Negative Strompreise
Ein Speicher kann auch dem Effekt negativer Strompreise vorbeugen, die immer häufiger werden. Ist der Strompreis über mehrere Stunden negativ, erlischt der EEG-Anspruch in dieser Zeit, bald wahrscheinlich schon ab der ersten Stunde. Das gilt für alle Erneuerbare Energien ab 400 kW installierter Leistung. Zwar besteht ein Kompensationsanspruch am Ende der EEG-Laufzeit, aber nur für Anlagen, die an einer Ausschreibung teilgenommen haben. Agri-PV bis zu 1 MW haben demnach keinen Anspruch auf Kompensation.
Netzanschluss ist das größte Hemmnis
Entscheidend für die Rentabilität sind:
die Sicherung der hohen Einspeisevergütung . Bester Zeitpunkt für die Inbetriebnahme und damit Start der EEG-Vergütung ist Anfang 2025. Sie sichern sich damit die 9,5 ct/kWh für 20 Jahre und das Jahr der Inbetriebnahme.
die Entfernung zum Netzeinspeisepunkt . Je Meter Wechselstrom (AC)-Kabel für eine 1 MW-Anlage kostet 60 bis 80 €, dazu kommen 15 € je m für die Erdarbeiten. Mit weiteren Entfernungen steigt außerdem das Risiko, dass Sie Kabel über fremdes Eigentum verlegen müssen. Zwar hat das Solarpaket 1 eine Duldungspflicht bei öffentlichem Grund eingeführt. Der Preis für Leitungsrechte über private Grundstücke ist aber reine Verhandlungssache.

• ARBEITSAUFTRÄGE:
- 1) Schreiben Sie aus dem Text zur Analyse den Abschnitt wortgetreu ab, der mit „Negative Strompreise“ beginnt und mit „Anspruch auf Kompensation.“ endet.
- 2) Beantworten Sie anhand des Textes zur Analyse folgende Fragen:
(a) Ab welcher installierten Leistung erlischt der EEG-Anspruch bei über mehrere Stunden negativem Strompreis?
(b) Welche Vergütung und welchen Zeitraum sichert eine Inbetriebnahme Anfang 2025?
(c) Wie viel kosten die Erdarbeiten je Meter?
- 3) Fassen Sie den Text zur Analyse in zwei Sätzen zusammen.
Stützen Sie sich ausschließlich auf den Text zur Analyse.

• BEREITGESTELLTE ANGABEN:
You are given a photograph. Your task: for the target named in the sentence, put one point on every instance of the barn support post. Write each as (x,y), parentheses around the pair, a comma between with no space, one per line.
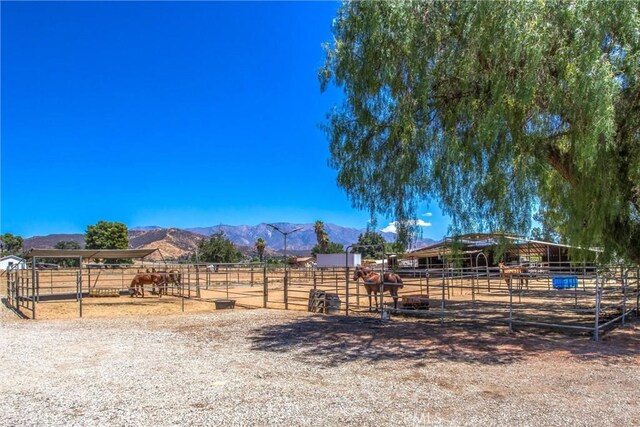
(33,288)
(624,296)
(197,281)
(265,288)
(442,302)
(596,327)
(79,292)
(637,293)
(511,303)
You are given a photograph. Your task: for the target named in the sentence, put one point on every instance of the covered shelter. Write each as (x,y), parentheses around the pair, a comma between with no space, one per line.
(488,249)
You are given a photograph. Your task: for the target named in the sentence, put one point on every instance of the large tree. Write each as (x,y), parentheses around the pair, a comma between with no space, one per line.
(10,244)
(108,235)
(373,244)
(495,109)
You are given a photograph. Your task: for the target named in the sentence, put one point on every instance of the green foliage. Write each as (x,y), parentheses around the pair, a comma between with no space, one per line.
(11,244)
(545,231)
(496,109)
(218,249)
(108,235)
(330,248)
(322,237)
(260,245)
(371,238)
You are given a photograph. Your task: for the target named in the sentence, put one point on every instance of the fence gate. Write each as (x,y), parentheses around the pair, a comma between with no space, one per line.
(21,291)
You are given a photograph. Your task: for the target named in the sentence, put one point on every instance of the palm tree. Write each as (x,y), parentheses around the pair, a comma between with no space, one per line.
(260,245)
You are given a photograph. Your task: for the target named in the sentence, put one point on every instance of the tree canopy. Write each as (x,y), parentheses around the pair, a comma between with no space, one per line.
(108,235)
(11,244)
(494,109)
(218,248)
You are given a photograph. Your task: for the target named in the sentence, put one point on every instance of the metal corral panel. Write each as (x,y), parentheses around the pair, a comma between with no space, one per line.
(338,260)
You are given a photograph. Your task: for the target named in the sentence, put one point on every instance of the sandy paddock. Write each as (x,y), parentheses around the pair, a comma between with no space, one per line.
(273,367)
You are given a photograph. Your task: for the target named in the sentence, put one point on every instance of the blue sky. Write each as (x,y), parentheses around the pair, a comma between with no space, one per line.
(169,114)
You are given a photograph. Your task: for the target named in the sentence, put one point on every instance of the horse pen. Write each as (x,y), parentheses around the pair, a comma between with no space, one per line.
(572,298)
(440,360)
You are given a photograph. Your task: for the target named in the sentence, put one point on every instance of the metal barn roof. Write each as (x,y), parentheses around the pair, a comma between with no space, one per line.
(475,242)
(88,253)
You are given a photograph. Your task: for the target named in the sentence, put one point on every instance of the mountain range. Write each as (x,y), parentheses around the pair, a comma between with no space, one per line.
(175,242)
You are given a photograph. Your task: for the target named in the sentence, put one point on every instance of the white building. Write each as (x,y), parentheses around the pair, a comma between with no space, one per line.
(11,260)
(338,260)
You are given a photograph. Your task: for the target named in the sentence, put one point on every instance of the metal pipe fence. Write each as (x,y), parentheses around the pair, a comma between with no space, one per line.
(564,297)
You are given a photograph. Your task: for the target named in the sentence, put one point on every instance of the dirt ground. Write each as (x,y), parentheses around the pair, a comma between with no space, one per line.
(273,367)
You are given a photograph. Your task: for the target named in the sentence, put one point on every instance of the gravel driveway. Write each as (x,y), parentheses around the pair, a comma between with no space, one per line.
(270,367)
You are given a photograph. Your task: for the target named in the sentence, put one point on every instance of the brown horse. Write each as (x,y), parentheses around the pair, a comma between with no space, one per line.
(514,270)
(173,276)
(390,282)
(155,279)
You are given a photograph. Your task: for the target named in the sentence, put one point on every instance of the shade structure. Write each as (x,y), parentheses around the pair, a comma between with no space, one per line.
(88,253)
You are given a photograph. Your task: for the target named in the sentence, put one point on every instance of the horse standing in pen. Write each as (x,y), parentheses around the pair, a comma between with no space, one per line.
(516,270)
(390,282)
(154,279)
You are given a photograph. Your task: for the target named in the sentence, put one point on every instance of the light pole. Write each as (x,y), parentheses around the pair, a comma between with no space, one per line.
(286,275)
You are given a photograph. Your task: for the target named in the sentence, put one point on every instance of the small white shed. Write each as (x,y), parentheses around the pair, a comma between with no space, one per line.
(11,260)
(338,260)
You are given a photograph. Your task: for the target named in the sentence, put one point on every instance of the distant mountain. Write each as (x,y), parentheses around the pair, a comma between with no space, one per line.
(175,243)
(172,242)
(49,241)
(302,240)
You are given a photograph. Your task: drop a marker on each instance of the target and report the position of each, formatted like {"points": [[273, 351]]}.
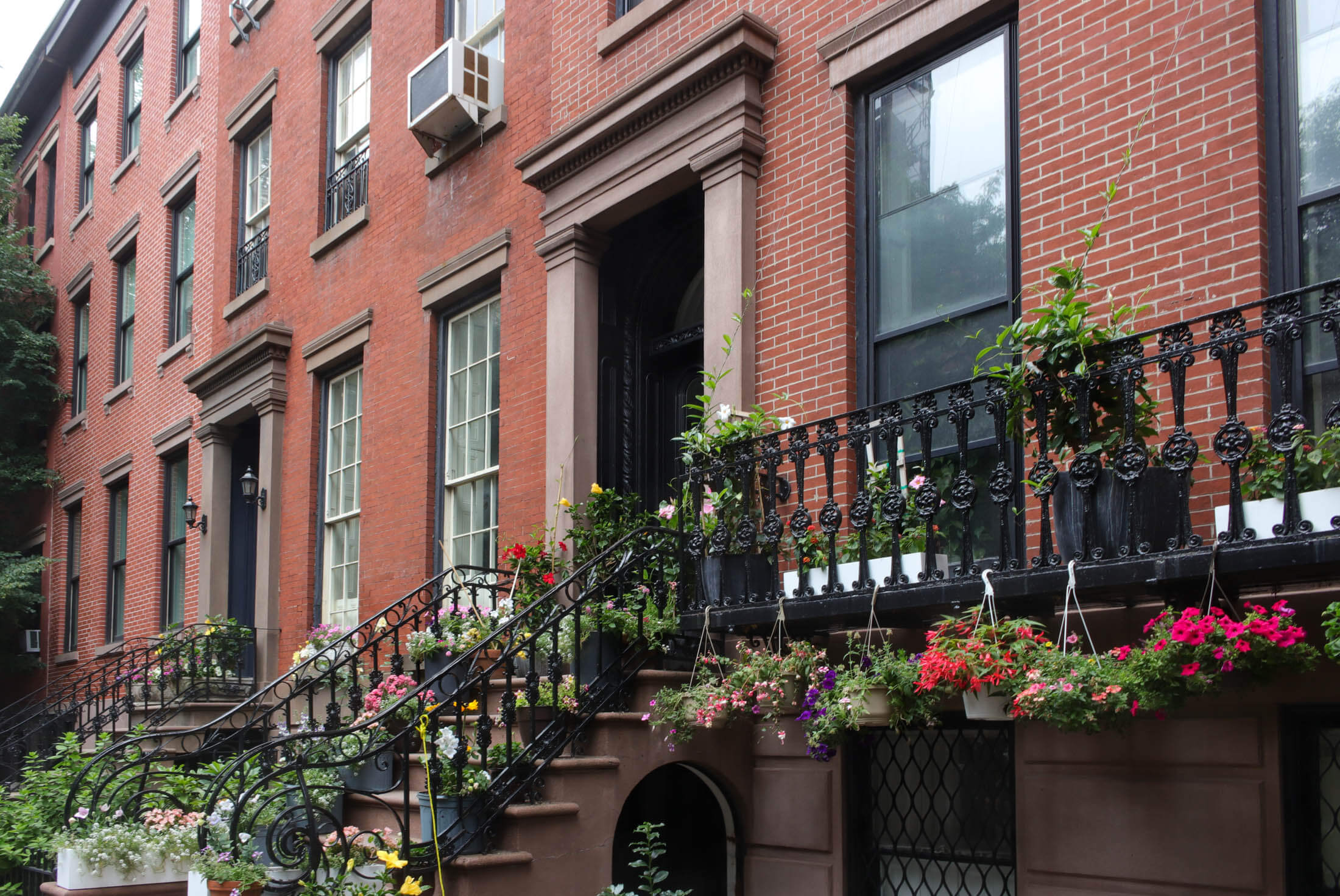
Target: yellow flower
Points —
{"points": [[390, 859]]}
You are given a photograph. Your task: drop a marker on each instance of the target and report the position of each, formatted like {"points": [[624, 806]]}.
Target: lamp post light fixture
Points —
{"points": [[189, 507], [250, 490]]}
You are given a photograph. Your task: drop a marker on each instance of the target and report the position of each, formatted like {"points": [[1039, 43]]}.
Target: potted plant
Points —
{"points": [[1316, 469], [456, 805], [979, 658]]}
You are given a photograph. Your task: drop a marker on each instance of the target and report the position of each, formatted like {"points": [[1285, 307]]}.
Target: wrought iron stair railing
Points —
{"points": [[980, 508], [148, 677], [277, 789]]}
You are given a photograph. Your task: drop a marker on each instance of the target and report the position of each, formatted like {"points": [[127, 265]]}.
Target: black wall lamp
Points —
{"points": [[250, 489]]}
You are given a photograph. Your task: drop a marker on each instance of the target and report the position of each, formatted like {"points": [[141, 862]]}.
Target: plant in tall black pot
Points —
{"points": [[1077, 397]]}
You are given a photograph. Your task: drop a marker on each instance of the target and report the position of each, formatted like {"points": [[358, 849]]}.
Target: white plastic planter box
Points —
{"points": [[72, 873], [1263, 516], [913, 565]]}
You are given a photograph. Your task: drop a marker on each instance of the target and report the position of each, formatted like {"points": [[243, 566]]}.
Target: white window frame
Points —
{"points": [[350, 143], [456, 480], [467, 14], [338, 524], [258, 166]]}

• LÖSUNGEN JE AUFGABE:
- 1)
Negative Strompreise
Ein Speicher kann auch dem Effekt negativer Strompreise vorbeugen, die immer häufiger werden. Ist der Strompreis über mehrere Stunden negativ, erlischt der EEG-Anspruch in dieser Zeit, bald wahrscheinlich schon ab der ersten Stunde. Das gilt für alle Erneuerbare Energien ab 400 kW installierter Leistung. Zwar besteht ein Kompensationsanspruch am Ende der EEG-Laufzeit, aber nur für Anlagen, die an einer Ausschreibung teilgenommen haben. Agri-PV bis zu 1 MW haben demnach keinen Anspruch auf Kompensation.

- 2)
(a) Ab 400 kW installierter Leistung.
(b) 9,5 ct/kWh für 20 Jahre und das Jahr der Inbetriebnahme.
(c) 15 € je Meter.

- 3) Ein Speicher kann negativen Strompreisen vorbeugen: Sind die Preise über mehrere Stunden negativ, erlischt für erneuerbare Anlagen ab 400 kW der EEG-Anspruch, und Agri-PV bis 1 MW hat keinen Kompensationsanspruch. Entscheidend für die Rentabilität sind die Sicherung der Einspeisevergütung von 9,5 ct/kWh durch eine Inbetriebnahme Anfang 2025 sowie die Entfernung zum Netzeinspeisepunkt, bei der je Meter Kosten für Kabel und Erdarbeiten anfallen und mit der das Risiko steigt, Kabel über fremdes Eigentum verlegen zu müssen.